● Exercise: Copy out each line below that has the word "wispy" in it.

[Region pointing data]
────────

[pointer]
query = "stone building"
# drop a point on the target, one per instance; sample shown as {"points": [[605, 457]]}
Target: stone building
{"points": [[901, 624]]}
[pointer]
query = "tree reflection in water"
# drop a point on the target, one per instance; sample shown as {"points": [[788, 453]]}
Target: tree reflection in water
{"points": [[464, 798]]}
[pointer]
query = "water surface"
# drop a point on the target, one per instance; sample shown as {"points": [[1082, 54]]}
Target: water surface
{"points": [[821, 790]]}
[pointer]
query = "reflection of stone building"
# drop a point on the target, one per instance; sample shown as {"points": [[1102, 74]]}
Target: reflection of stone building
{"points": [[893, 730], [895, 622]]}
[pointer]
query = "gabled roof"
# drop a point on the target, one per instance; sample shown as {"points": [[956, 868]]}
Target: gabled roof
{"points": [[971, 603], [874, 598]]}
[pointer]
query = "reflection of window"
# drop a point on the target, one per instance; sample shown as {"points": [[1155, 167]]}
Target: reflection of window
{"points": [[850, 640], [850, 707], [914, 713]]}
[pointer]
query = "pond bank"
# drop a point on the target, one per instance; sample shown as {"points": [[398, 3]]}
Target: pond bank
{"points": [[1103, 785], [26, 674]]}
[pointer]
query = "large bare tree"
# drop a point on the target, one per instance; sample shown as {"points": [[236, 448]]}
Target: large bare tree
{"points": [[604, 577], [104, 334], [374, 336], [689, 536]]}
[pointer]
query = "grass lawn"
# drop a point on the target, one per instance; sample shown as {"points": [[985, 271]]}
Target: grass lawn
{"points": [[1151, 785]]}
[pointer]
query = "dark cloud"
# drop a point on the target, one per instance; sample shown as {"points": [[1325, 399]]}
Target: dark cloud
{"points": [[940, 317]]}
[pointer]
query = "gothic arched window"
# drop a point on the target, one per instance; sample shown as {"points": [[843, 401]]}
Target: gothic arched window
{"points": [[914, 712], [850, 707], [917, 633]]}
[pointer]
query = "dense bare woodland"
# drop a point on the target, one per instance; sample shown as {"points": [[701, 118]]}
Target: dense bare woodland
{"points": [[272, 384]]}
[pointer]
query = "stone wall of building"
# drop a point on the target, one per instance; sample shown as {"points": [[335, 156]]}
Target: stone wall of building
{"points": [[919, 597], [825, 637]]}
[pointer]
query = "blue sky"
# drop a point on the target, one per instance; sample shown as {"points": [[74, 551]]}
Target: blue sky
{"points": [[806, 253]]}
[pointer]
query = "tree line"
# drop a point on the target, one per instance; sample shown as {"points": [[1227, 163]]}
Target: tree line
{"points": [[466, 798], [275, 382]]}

────────

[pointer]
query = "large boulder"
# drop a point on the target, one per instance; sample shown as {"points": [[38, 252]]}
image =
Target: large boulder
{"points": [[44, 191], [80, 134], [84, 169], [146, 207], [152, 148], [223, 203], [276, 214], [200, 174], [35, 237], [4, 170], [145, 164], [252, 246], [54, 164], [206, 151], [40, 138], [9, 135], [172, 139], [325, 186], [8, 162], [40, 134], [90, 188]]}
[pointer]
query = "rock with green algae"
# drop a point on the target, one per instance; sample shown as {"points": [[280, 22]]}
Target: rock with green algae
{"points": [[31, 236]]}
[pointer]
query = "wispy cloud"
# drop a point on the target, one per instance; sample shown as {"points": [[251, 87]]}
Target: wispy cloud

────────

● Your solution:
query = "wispy cloud"
Target: wispy cloud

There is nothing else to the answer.